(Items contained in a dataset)
---+---

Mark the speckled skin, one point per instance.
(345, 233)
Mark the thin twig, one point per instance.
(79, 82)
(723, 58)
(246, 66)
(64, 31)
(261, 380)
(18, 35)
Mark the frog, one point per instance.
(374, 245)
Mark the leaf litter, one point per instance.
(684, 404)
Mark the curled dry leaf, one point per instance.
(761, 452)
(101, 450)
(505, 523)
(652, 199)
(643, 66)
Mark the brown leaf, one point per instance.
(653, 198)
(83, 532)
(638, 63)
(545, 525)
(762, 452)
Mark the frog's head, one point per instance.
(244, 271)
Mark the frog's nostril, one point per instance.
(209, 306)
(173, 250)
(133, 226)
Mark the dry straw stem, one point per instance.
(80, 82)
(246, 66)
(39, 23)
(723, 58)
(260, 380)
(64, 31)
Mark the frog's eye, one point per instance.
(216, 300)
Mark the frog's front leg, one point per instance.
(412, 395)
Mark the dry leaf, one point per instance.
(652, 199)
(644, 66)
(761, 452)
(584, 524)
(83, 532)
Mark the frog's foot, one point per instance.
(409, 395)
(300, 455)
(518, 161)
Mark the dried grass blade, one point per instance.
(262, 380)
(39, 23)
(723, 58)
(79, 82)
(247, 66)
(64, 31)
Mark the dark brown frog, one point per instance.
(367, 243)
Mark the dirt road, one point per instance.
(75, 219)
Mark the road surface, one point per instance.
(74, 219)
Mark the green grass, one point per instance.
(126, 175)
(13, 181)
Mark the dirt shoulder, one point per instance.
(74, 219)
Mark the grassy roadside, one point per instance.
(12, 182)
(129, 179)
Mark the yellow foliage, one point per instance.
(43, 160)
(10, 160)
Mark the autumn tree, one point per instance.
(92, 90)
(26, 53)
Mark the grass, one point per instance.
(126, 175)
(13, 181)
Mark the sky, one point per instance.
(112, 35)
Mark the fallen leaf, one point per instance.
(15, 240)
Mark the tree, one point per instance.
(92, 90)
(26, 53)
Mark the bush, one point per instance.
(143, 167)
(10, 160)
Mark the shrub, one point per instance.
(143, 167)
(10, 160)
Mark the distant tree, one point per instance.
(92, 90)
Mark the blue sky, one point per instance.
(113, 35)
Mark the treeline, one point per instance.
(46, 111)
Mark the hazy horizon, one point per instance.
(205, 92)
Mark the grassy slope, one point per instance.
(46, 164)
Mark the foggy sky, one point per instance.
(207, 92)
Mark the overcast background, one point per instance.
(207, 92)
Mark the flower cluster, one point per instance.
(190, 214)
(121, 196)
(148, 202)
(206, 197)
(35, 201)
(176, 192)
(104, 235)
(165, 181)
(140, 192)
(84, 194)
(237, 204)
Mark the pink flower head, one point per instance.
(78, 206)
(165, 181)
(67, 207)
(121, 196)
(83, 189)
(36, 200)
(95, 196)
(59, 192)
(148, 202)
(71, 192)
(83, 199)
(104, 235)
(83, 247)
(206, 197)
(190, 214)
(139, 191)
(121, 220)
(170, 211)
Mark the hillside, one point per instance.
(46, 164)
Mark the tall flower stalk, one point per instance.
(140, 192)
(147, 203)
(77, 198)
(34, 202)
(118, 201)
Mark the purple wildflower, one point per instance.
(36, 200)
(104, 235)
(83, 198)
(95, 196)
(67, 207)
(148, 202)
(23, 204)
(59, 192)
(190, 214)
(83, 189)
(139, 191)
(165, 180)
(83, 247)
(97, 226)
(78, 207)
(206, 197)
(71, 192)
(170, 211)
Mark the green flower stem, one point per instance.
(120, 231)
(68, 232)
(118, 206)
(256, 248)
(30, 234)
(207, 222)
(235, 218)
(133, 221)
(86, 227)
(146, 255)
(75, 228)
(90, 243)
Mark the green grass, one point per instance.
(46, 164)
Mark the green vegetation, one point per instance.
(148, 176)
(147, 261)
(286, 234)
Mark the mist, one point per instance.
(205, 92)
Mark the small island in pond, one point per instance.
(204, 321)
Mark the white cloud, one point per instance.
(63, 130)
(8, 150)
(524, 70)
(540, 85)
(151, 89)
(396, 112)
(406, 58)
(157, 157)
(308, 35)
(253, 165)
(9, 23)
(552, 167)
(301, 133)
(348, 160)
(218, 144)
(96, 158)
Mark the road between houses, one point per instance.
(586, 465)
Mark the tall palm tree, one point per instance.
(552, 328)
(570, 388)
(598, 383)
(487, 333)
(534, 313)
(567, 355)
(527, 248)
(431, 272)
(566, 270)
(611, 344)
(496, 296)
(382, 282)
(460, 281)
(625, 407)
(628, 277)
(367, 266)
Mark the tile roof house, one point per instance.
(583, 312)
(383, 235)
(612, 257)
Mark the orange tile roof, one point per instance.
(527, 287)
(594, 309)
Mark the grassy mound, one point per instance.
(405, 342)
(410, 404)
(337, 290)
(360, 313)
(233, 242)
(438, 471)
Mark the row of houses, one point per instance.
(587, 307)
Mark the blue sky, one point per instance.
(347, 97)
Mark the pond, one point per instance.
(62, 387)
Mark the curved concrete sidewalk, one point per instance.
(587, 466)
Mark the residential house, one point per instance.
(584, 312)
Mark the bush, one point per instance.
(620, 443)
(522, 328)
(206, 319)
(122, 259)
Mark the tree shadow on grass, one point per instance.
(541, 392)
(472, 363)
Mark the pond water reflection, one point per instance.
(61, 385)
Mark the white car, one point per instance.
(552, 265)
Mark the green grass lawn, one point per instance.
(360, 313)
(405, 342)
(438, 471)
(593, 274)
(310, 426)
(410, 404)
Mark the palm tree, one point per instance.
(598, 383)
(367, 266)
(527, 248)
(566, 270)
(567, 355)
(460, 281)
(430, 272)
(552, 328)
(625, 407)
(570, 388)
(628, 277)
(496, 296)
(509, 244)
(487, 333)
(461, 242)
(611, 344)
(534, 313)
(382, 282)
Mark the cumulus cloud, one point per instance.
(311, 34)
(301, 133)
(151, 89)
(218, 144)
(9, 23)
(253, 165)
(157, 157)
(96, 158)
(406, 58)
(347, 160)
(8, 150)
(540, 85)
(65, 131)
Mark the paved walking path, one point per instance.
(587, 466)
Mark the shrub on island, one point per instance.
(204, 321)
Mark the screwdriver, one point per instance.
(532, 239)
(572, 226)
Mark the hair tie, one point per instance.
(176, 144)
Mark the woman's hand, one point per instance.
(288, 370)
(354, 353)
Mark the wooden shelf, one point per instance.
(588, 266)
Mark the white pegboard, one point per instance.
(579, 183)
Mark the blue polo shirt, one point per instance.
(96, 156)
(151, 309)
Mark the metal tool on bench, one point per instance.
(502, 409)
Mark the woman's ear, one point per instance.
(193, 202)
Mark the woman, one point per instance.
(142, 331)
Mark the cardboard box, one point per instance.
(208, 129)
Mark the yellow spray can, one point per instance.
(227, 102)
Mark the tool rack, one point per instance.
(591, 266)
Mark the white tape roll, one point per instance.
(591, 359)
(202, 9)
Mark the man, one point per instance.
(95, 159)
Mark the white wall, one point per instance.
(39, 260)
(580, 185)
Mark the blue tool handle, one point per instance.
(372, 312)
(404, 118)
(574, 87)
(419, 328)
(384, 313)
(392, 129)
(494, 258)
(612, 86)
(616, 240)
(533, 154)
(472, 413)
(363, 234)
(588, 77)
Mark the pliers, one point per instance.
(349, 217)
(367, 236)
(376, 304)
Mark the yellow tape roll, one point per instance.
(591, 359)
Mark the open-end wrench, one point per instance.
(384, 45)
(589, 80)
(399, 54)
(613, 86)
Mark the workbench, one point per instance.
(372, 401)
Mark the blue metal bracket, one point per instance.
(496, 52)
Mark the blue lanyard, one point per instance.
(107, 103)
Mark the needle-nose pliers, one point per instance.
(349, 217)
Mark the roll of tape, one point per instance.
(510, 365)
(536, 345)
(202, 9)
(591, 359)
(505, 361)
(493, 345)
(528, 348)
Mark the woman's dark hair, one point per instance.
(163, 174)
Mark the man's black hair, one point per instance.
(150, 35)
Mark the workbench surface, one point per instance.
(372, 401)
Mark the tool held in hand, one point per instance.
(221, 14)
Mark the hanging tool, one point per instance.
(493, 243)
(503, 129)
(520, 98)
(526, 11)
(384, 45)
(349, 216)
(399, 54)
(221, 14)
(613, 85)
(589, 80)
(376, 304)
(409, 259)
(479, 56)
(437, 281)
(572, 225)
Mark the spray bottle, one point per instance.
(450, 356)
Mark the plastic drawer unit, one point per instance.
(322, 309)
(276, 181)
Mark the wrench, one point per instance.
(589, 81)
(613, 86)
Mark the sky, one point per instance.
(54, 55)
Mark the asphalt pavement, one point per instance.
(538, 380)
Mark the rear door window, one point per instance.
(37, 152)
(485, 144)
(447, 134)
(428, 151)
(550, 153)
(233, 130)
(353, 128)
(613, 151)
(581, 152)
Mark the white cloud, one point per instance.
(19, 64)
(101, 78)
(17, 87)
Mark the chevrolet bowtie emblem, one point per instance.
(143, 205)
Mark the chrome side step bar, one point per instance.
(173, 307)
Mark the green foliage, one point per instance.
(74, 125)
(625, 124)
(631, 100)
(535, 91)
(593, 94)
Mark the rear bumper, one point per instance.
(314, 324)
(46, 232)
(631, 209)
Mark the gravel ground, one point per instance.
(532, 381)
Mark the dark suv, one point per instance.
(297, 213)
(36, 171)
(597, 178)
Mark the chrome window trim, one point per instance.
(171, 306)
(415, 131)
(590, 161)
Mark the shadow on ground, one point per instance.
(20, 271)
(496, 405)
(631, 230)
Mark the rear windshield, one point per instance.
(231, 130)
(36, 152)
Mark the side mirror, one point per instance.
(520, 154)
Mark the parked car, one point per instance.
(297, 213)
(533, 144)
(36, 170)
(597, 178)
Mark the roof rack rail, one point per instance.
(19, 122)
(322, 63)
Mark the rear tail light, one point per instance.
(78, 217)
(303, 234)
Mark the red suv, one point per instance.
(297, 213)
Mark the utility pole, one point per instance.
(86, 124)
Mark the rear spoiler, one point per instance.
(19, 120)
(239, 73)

---+---

Replace "rear" with "back" in the stretch from the line containing "Mark the roof" through the end of the items. Write out only those lines, with everything else left unchanged.

Mark the roof rack rail, one point per instance.
(19, 122)
(322, 63)
Mark the back tail light, one point per instance.
(78, 217)
(303, 234)
Mark the red suv, one point per instance.
(297, 213)
Mark the utility pole, one point per instance.
(86, 124)
Mark the back spoiler, one point per instance.
(19, 120)
(239, 73)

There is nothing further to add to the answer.